→ Problem to solve: Output the material below as a two-column CSV headed input and output. Each answer gets one row, with the text it responds to under input and the answer under output, and each field sits in double quotes with its line breaks replaced by spaces.

[Extracted records]

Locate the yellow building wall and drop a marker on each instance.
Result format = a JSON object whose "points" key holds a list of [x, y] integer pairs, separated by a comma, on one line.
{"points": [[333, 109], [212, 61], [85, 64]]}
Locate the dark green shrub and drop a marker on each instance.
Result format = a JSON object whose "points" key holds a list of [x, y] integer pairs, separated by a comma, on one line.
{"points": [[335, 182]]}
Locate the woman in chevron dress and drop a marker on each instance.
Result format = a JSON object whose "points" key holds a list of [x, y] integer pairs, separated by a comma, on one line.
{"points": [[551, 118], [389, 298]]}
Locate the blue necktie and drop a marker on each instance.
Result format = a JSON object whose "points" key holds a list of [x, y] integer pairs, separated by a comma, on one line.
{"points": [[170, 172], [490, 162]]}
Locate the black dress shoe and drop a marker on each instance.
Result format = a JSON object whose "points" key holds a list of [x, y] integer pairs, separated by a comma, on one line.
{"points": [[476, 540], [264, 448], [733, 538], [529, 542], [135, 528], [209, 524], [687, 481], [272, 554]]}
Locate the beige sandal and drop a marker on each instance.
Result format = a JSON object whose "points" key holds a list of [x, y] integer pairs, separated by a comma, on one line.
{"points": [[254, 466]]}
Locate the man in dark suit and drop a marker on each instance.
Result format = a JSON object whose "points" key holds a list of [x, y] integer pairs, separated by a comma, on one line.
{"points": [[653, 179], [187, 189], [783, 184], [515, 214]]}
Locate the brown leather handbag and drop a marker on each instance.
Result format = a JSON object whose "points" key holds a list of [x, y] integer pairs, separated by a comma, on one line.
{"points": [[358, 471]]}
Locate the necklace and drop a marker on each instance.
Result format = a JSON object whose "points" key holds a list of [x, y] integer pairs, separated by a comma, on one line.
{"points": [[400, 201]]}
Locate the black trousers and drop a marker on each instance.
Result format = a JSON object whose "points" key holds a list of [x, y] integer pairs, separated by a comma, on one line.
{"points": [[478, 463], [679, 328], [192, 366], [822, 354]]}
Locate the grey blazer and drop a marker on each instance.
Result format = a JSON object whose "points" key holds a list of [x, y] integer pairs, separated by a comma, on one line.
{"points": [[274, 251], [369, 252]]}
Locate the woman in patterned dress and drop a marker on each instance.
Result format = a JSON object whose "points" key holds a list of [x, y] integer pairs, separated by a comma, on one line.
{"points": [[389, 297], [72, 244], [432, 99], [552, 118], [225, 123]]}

→ Response to this task:
input,output
"Locate the yellow building wall and drop a marker on each instance. Result format = a JSON object whose ""points"" key holds a list of [x, y] integer pairs, separated by a comma, on one line.","{""points"": [[333, 109], [212, 61], [85, 64]]}"
"Locate the dark green shrub and drop a marker on each instance. Result format = a JSON object whose ""points"" key holds a list of [x, y] integer pairs, separated by a comma, on one line.","{""points"": [[335, 182]]}"
"Locate the woman in chevron dress and drop a marker on each instance. Result format = a JSON object whose ""points"" key holds a list of [x, y] integer pairs, separated by a comma, on one line.","{""points"": [[551, 118], [389, 298]]}"
"Locate the blue necktie and drop a marker on each instance. Result format = a JSON object whose ""points"" key holds a list of [x, y] integer pairs, separated by a comma, on one line.","{""points"": [[170, 172], [490, 162]]}"
"Locate the black dress shoe and drop a marker on each instance. Result format = a JSON object whose ""points"" key holds a list of [x, y] integer pairs, separated by a comma, on one line.","{""points"": [[476, 540], [264, 448], [733, 538], [529, 542], [135, 528], [209, 524], [687, 481], [272, 554]]}"
"Locate the beige sandal and drop a marker on each instance. Result format = a JSON object whose ""points"" key holds a list of [x, y] integer pairs, separated by a comma, on one line.","{""points"": [[254, 466]]}"
"Locate the man in dark suit and drop a marker on each instance. Result format = a JSON object whose ""points"" key holds a list of [x, y] integer pairs, separated by a comma, on one line.","{""points"": [[653, 179], [187, 189], [783, 184], [515, 214]]}"
"Locate the brown leather handbag and drop a marker on each instance. Result format = a JSON object whose ""points"" key holds a list of [x, y] integer pairs, separated by a comma, on one line.","{""points"": [[358, 471]]}"
"Locate the necklace and drop a marker on each instance. Result format = a JSON object whose ""points"" key holds a list of [x, y] integer pairs, separated by a comma, on one line.","{""points"": [[400, 201]]}"
"Locate the black trousers and drop a marker on each instance. Result format = a JSON object whose ""points"" key holds a list of [x, y] integer pairs, separated by a comma, on one line.","{""points"": [[478, 463], [679, 328], [192, 366], [822, 354]]}"
"Locate the grey blazer and drop a marker on each instance. Result format = a JSON object whose ""points"" key holds a list of [x, y] integer pairs, separated by a comma, on one line.","{""points"": [[274, 251], [369, 252]]}"
"Locate the woman in patterned dress and drop a marker on each instance. Result format = a JSON object whose ""points"" key holds a list of [x, y] integer pairs, separated by a comma, on one line.","{""points"": [[389, 297], [72, 244], [432, 99], [552, 118], [225, 123]]}"